▸ Problem to work on:
Reproduce the passage of the Morgan Geyser arrest report that begins with the words "Posen, Illinois, police" and ends with "custody without incident.", substituting "gas station" for "truck stop".

Morgan Geyser, one of the perpetrators in the 2014 ‘Slender Man’ stabbing, was arrested Sunday evening near Chicago after removing her GPS ankle monitor and leaving a Wisconsin group home.
Officials were alerted Saturday night when the monitoring bracelet reportedly malfunctioned and the group home said Geyser was not on the premises and had removed the device. Madison police say they were not notified of her disappearance until about 12 hours later on Sunday morning. As searches began, Geyser’s attorney, Tony Cotton, issued a public plea urging her to surrender and warning that remaining on the run would be unwise.
Posen, Illinois, police located Geyser Sunday night roughly 165 miles from Madison, in the village of Posen about 20 miles south of Chicago. Officers responding to a call about a man and woman loitering behind a truck stop found the pair asleep on the sidewalk. The woman initially refused to give her name and provided a false one before acknowledging she had “done something really bad” and suggesting officers could look her up online. After she gave her real identity, officers confirmed she was wanted in Wisconsin for escape from the group home where she had been placed. Both Geyser and the unidentified man were taken into custody without incident.
Cotton told reporters it is not yet clear whether Geyser left the home voluntarily or was taken from it. He said he had been concerned about her ability to manage new relationships after release, particularly interactions with older men who might not have her best interests at heart, and described encountering apparently ordinary men behaving inappropriately around her during his representation.
Background: In May 2014, when Geyser and co-defendant Anissa Weier were 12, they lured classmate Payton Leutner into the woods after a Waukesha sleepover. The girls persuaded Leutner to lie down under the pretense of a game; Geyser then stabbed her 19 times while Weier urged her on. The attackers left Leutner for dead and walked toward a nearby forest, believing a fictional figure known as Slender Man lived there. A bicyclist discovered Leutner, who survived emergency surgery; one wound missed a major artery by less than a millimeter.
Both girls were tried as adults, found not guilty by reason of mental disease or defect in 2017, and committed to the Winnebago Mental Health Institute. Weier received a 25-year commitment and was released in 2021; Geyser was committed for 40 years. Geyser appealed her confinement several times, and in January a judge approved her conditional release after three experts testified about her progress in treatment. Legal and logistical issues delayed her move from the institution for months.
Wisconsin health officials had opposed Geyser’s release, citing reports that she had read material about murder and organ trafficking and had exchanged communications with a man who collects murder memorabilia. Defense attorneys said staff allowed some reading and curtailed communications once concerns were raised. Prosecutors objected to Geyser’s initial placement after Leutner’s mother expressed alarm that the selected group home was only eight miles from her daughter’s residence. A revised placement plan by the Wisconsin Department of Health Services was approved in July. Several earlier placement options fell through over the summer amid public backlash. Cotton said in October that Geyser had been placed in a court-sealed, undisclosed group home; she disappeared less than a month later.
Madison and Posen police have been contacted for further comment.

▸ Data listing:

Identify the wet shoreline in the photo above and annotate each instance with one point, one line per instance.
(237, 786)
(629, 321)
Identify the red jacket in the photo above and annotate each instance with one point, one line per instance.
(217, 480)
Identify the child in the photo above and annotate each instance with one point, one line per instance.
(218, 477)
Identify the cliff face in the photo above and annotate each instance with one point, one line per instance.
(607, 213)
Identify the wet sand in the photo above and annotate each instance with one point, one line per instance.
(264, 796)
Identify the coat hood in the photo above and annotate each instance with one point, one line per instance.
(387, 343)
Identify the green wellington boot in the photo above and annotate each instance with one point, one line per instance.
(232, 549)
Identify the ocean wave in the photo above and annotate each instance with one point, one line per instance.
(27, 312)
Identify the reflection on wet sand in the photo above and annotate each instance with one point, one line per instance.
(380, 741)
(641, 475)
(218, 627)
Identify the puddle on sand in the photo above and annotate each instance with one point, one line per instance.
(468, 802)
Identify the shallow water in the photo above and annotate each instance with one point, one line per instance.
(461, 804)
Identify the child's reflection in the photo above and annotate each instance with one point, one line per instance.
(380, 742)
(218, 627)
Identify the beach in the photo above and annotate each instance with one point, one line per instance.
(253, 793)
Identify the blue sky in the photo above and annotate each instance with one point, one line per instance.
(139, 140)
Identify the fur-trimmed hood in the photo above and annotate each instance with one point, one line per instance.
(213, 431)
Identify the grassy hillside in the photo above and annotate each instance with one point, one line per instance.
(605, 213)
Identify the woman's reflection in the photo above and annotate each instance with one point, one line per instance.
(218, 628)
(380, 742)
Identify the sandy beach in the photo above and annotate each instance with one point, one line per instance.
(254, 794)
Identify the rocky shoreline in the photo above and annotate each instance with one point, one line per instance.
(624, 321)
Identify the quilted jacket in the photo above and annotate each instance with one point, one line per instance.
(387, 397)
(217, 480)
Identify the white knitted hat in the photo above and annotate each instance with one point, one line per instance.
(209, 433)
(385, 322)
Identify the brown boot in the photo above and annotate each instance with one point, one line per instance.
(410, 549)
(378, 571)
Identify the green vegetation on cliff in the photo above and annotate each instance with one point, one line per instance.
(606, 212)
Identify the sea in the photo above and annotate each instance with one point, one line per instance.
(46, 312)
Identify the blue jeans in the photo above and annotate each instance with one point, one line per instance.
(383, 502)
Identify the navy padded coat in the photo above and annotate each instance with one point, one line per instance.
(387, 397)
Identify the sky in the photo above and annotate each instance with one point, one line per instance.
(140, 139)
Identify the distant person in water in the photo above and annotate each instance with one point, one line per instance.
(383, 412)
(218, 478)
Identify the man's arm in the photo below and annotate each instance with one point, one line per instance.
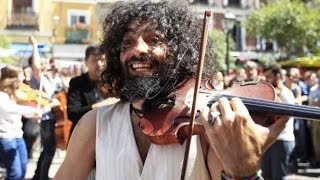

▸ Written response:
Posen, Illinois, police located Geyser Sunday night roughly 165 miles from Madison, in the village of Posen about 20 miles south of Chicago. Officers responding to a call about a man and woman loitering behind a gas station found the pair asleep on the sidewalk. The woman initially refused to give her name and provided a false one before acknowledging she had “done something really bad” and suggesting officers could look her up online. After she gave her real identity, officers confirmed she was wanted in Wisconsin for escape from the group home where she had been placed. Both Geyser and the unidentified man were taken into custody without incident.